## Directive A
Translate this sentence from the post about Pinetop Perkins into Spanish: "The injury left him unable to hold a guitar or manage its fretboard."
## Directive B
Count the lines of the rows below that contain the string "sleeve", treating case as significant, and reply with only the number.

## Selected text
= = =

Pinetop Perkins died this week at 97.  He was among the last surviving members of the first generation of Delta bluesmen and lived in Austin, Texas.  A pianist, I had known Pinetop’s name for years but until about three years ago I had not seen him perform.  It was that night in Austin, on a business trip with two colleagues that we wandered in the back door of a club off an alley.  There was a band on stage which had a pretty old pianist/vocalist front and center.  He played and sang no more than a handful of songs.  I must admit, I had to ask who he was but you knew he was someone special.  After he finished, he set himself up sitting behind a little table near the restrooms and while smoking cigarette after cigarette, and sold his own CD’s.  A sideman for most of his career, Mr. Perkins did not release an album under his own name until his 75th year. From then until his death he made more than a dozen records on which he was the leader. “I grew up hard,” he said in a 2008 interview. “I picked cotton and plowed with the mule and fixed the cars and played with the guitar and the piano.”  Originally a guitarist, Mr. Perkins concentrated exclusively on the piano after an incident, in 1943, in which a dancer at a juke joint attacked him with a knife, severing the tendons in his left arm. The injury left him unable to hold a guitar or manage its fretboard.  Like he said, he grew up hard.  He was an original. (Portions of this are taken from the New York Times obituary).

A friend of mine sent me an email about a property for sale in the town I live in.  Last Friday, I contacted the broker saying I would sign the non-disclosure and would like to see the package.  He wrote back saying his ‘assistant’ would get it to me on this past Monday.  I haven’t heard a thing.  I wonder if the seller of that property (btw, it’s a pretty substantial retail property) knows that this is how their broker is responding to an interested party.  Probably not.

= = =

## Information supplied
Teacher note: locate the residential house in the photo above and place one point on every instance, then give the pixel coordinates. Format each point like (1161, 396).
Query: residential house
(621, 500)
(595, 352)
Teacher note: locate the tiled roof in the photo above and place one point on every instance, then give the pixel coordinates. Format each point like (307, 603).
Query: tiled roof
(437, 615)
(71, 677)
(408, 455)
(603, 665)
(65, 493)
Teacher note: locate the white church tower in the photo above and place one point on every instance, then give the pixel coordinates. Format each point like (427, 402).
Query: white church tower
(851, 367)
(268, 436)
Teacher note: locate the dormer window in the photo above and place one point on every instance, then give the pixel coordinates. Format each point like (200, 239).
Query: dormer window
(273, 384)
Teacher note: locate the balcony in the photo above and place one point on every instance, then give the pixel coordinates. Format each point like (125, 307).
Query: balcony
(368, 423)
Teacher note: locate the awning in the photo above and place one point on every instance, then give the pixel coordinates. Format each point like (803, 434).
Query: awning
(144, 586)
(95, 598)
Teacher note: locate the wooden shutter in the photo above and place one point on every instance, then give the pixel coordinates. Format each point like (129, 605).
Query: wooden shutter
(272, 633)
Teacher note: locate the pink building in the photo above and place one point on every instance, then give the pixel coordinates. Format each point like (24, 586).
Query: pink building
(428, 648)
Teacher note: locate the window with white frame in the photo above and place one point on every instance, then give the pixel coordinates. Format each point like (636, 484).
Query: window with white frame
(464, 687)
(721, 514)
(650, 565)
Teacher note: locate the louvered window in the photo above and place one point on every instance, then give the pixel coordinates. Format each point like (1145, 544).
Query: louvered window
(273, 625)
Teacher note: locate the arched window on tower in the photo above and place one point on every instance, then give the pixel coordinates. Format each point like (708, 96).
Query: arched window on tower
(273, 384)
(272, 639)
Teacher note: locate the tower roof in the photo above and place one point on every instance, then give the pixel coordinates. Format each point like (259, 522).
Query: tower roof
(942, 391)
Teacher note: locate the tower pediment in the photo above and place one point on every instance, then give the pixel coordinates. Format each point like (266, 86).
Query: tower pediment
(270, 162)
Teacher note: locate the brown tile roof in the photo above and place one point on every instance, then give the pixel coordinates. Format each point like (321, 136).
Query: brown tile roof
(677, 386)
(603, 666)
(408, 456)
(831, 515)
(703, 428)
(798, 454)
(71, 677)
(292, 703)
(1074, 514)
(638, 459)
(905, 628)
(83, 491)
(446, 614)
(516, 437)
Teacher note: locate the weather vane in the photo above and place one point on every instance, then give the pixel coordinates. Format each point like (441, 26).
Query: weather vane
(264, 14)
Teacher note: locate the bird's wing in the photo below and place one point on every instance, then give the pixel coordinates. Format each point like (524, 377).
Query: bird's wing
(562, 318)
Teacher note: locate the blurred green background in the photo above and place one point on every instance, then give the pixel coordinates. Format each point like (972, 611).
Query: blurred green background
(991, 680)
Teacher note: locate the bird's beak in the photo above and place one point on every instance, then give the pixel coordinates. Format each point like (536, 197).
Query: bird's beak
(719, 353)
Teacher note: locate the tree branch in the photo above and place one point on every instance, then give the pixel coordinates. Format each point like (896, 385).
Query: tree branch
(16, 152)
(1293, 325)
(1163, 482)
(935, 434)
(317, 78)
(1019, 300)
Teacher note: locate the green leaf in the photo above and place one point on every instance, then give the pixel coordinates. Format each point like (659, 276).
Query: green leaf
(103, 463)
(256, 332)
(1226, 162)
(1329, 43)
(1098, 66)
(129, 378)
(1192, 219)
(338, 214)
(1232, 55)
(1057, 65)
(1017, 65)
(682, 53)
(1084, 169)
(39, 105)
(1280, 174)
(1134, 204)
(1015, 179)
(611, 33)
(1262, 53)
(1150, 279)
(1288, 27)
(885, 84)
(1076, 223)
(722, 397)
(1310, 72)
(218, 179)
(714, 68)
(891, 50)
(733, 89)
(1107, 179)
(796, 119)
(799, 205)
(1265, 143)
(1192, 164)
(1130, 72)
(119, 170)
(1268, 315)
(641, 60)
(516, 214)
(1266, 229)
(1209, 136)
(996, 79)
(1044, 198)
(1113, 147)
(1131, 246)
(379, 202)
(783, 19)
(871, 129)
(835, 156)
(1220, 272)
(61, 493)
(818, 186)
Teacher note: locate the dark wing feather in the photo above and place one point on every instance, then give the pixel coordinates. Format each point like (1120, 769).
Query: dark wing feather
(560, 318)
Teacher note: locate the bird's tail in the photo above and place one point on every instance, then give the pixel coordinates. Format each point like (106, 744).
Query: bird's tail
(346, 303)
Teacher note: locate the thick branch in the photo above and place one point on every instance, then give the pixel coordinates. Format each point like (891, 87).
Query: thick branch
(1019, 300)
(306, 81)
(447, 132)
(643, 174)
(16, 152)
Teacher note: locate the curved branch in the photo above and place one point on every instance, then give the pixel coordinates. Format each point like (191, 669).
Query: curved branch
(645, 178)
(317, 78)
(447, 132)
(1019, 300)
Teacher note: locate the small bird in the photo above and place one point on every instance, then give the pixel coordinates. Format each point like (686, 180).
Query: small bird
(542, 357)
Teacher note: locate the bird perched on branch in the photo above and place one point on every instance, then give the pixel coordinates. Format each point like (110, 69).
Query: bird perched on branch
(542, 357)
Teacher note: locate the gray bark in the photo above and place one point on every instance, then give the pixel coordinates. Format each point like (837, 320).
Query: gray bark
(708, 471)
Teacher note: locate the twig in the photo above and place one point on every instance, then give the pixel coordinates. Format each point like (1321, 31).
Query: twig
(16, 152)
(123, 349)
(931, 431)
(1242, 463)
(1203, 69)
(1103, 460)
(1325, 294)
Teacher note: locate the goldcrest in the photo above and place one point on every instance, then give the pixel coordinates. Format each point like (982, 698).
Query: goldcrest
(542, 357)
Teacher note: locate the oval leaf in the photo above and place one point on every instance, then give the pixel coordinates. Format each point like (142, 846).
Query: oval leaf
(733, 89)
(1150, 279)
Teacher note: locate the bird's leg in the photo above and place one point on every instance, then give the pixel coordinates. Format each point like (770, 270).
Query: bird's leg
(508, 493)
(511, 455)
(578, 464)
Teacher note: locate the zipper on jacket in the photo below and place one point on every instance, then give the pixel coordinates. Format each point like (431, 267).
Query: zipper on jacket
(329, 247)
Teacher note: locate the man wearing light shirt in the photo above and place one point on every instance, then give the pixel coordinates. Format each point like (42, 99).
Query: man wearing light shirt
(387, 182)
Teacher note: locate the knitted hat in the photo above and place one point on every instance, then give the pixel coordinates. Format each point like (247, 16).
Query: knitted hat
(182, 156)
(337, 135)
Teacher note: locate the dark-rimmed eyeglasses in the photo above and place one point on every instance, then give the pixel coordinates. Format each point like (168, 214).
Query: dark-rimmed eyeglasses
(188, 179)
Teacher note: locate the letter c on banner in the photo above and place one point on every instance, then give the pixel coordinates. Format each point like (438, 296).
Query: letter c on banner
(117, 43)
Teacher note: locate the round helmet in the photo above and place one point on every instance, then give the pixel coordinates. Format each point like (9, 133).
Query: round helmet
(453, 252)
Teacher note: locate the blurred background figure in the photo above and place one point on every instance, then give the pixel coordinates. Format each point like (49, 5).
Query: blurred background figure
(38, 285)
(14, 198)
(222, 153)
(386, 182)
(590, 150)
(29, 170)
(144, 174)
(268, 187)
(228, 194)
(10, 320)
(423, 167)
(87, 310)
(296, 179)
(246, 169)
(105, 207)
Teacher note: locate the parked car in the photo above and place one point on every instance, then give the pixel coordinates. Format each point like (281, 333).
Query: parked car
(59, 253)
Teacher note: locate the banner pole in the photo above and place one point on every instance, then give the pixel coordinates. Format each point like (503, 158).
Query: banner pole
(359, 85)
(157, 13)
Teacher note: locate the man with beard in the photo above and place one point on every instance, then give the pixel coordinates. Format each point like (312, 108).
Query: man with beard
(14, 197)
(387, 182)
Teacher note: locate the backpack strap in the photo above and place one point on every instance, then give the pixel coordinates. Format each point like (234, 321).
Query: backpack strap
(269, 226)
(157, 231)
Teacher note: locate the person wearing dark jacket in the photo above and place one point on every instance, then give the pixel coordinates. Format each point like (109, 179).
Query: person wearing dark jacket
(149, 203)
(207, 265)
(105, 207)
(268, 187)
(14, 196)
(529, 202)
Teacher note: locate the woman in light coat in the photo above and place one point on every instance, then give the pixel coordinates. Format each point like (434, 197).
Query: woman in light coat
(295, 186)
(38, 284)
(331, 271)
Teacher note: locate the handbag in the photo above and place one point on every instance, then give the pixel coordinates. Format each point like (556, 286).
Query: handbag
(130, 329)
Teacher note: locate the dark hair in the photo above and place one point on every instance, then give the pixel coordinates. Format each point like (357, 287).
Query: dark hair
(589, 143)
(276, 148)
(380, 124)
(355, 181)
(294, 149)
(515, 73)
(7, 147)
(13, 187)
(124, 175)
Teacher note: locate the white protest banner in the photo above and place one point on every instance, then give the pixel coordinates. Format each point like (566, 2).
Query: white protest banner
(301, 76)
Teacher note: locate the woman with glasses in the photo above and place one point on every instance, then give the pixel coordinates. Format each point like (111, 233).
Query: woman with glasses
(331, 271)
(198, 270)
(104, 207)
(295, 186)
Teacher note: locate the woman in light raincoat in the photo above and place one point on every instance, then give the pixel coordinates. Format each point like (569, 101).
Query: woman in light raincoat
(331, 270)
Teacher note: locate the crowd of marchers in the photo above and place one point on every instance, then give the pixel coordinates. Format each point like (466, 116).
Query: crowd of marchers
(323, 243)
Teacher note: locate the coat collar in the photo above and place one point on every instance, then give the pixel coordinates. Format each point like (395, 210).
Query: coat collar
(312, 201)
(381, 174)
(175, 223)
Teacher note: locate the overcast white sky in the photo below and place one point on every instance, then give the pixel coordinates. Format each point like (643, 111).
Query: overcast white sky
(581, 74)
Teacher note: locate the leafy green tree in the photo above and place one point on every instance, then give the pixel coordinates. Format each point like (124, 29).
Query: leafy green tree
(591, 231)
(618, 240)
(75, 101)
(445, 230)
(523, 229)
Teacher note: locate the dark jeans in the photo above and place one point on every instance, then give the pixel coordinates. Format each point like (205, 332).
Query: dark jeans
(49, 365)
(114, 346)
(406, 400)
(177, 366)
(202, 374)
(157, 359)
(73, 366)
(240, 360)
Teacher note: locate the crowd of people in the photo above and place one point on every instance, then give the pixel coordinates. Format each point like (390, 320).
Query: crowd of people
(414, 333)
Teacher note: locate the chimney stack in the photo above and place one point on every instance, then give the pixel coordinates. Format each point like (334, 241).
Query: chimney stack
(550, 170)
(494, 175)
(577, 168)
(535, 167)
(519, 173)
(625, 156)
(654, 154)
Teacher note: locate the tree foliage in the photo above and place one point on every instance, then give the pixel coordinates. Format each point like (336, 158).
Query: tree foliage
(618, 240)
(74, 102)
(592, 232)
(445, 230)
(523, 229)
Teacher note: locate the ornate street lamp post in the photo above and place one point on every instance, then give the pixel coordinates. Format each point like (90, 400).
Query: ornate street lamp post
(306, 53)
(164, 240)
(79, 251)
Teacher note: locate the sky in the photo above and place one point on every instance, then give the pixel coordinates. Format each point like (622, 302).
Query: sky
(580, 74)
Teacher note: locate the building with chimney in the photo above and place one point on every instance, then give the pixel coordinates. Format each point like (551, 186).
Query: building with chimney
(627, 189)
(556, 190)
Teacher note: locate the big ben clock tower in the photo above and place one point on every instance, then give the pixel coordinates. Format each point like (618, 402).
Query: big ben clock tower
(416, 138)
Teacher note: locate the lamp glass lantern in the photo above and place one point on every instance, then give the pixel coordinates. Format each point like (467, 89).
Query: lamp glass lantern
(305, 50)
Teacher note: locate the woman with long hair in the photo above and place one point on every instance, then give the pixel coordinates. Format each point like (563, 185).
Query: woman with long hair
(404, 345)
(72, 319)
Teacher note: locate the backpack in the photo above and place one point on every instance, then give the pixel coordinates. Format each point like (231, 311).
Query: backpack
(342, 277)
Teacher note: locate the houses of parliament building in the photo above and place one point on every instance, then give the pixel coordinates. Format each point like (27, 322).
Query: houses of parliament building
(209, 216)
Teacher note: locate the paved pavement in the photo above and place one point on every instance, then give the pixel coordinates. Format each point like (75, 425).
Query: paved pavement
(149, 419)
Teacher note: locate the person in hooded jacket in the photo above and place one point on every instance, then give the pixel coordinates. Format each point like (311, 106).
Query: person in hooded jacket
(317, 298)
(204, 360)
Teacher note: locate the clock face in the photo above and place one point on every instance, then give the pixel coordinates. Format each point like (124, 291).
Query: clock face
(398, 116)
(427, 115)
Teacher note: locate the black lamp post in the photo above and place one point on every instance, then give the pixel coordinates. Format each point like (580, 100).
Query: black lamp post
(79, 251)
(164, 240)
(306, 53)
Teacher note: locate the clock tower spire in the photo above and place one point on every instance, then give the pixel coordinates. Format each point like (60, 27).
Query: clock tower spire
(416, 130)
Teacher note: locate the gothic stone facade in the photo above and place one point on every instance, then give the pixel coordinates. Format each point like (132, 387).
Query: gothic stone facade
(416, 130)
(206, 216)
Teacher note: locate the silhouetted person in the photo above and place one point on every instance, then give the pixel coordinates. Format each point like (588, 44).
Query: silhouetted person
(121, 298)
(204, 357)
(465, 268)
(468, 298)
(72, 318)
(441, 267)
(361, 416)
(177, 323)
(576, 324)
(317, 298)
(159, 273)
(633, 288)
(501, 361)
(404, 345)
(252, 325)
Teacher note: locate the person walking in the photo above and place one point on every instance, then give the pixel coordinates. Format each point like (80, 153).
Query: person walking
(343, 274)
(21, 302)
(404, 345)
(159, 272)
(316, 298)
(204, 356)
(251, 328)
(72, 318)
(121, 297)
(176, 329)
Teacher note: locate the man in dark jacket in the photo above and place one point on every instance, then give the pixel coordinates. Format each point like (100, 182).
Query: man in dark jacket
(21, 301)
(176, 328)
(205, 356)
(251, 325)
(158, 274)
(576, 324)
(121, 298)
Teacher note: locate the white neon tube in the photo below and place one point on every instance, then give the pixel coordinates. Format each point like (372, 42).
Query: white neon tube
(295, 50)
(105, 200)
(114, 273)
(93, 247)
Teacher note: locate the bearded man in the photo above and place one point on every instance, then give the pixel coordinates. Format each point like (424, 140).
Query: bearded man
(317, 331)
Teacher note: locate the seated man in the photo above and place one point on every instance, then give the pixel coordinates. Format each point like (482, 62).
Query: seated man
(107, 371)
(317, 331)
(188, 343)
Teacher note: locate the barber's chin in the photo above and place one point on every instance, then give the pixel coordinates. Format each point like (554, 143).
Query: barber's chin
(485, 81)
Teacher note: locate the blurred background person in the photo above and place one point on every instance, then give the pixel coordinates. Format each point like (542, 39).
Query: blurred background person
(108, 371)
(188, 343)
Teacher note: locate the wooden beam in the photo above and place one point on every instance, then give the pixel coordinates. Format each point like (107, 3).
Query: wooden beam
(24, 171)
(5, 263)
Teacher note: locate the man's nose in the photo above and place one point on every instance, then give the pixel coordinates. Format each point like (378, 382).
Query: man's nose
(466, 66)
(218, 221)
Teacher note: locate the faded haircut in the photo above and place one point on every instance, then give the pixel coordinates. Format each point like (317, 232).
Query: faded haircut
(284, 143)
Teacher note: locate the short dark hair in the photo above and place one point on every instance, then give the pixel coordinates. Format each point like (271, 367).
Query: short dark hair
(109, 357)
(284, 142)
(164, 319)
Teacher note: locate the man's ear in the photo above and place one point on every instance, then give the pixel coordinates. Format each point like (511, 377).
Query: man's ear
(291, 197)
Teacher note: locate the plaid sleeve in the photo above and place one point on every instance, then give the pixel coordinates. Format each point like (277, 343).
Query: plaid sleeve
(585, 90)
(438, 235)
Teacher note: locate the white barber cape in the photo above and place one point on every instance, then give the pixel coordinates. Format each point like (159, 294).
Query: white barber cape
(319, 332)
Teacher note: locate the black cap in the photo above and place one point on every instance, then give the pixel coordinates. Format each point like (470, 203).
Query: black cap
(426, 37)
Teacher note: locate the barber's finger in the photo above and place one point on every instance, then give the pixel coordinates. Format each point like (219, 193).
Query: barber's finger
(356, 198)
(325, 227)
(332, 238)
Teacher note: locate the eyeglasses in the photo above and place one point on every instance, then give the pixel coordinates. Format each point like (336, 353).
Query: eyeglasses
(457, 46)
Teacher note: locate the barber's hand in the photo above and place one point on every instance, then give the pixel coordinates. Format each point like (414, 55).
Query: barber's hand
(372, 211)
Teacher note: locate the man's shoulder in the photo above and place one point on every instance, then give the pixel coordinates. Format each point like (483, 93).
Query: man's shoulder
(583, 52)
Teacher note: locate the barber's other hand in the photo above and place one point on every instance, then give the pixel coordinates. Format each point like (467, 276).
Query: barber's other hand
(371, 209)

= = =

## Full solution A
La lesión lo dejó incapaz de sostener una guitarra o de manejar su diapasón.

## Full solution B
2